Réécris le passage du texte sur les Gilets jaunes qui commence aux mots « Les mouvements, qui » et s'arrête après « des centres urbains. », en mettant « zones rurales » à la place de « campagnes ».

**Extrait à lire:**

....................

Gilets jaunes, luttes de classes et implosion du politique ! Par Richard Labévière

Source : Proche & Moyen-Orient, Richard Labévière, 10-12-2018
Les émeutes urbaines – qui viennent d’enflammer Paris, Lyon, Marseille, Toulouse et d’autres préfectures et sous-préfectures de France – rappellent que la revendication d’« égalité » n’est pas morte au pays de la Révolution de 1789. Contrairement à celles de Grande Bretagne, d’Allemagne, d’Espagne et d’Italie – où les structures familiales, façonnées par la reproduction des codes aristocratiques, demeurent très hiérarchisées et inégalitaires – la mémoire française continue à cultiver l’utopie du triptyque inscrit au frontispice de ses bâtiments publics : « liberté, égalité, fraternité », avec une insistance particulière pour l’égalité…
La première des conséquences du mouvement des Gilets jaunes est, d’une certaine manière, de nous redonner une part d’Histoire – du sens de l’histoire -, dont Francis Fukuyama et d’autre idéologues affirmaient la fin. Oui, les Gilets jaunes nous font revivre, un peu, la France historique que l’on aime, celle de l’exception politique, sociale et culturelle, celle de la Convention nationale de Robespierre, des soldats de l’An II, des Misérables,des révolutions de 1830 et 1848, de la Commune et du Conseil national de la résistance (CNR).
Les mouvements, qui redonnent à la France ce « certain sens de l’Histoire » depuis deux mois, viennent de profondeurs liées à la lente édification nationale amorcée à partir du XIème siècle par les grands ordres monastiques. Ces révoltes ne peuvent être réduites à de simples réactions antifiscales et anti-taxes passagères, mais expriment aussi une défiance récurrente des « territoires » régionaux et périphériques face à l’urbanité centralisée des métropoles régionales et de la capitale. On revient au constat de l’opposition Paris et le désert français, dressé par le géographe Jean-François Gravier, dès… 1947. Ces dix dernières années, postes, écoles, chemins de fer, hôpitaux et, plus largement, l’ensemble des services publics ont déserté les campagnes françaises pour se replier au cœur des centres urbains.

....................

**Liste des lignes:**

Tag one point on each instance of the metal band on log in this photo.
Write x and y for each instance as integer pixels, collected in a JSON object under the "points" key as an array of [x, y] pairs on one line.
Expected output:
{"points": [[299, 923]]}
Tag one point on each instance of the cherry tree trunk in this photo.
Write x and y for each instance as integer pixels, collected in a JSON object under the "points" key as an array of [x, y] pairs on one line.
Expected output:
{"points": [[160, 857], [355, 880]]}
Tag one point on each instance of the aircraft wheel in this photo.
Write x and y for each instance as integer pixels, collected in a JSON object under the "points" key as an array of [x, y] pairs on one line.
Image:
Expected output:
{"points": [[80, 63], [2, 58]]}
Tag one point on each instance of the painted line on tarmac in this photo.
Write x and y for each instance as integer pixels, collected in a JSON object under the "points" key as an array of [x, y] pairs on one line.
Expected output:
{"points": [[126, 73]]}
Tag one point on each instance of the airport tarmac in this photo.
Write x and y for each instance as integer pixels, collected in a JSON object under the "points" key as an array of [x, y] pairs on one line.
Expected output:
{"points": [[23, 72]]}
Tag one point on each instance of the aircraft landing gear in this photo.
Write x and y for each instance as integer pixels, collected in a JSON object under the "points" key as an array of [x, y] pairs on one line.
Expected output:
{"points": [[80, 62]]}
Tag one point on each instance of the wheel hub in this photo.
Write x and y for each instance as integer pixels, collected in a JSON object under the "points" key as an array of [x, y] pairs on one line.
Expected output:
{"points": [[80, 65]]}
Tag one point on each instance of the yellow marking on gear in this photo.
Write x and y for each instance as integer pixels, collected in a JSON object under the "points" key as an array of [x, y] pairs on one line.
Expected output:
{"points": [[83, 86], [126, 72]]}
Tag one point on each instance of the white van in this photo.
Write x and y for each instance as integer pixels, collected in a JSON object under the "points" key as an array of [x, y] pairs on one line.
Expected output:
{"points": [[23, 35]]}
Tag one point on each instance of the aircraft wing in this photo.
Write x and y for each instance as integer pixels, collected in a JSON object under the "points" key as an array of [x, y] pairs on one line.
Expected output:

....................

**La solution:**
Les mouvements, qui redonnent à la France ce « certain sens de l’Histoire » depuis deux mois, viennent de profondeurs liées à la lente édification nationale amorcée à partir du XIème siècle par les grands ordres monastiques. Ces révoltes ne peuvent être réduites à de simples réactions antifiscales et anti-taxes passagères, mais expriment aussi une défiance récurrente des « territoires » régionaux et périphériques face à l’urbanité centralisée des métropoles régionales et de la capitale. On revient au constat de l’opposition Paris et le désert français, dressé par le géographe Jean-François Gravier, dès… 1947. Ces dix dernières années, postes, écoles, chemins de fer, hôpitaux et, plus largement, l’ensemble des services publics ont déserté les zones rurales françaises pour se replier au cœur des centres urbains.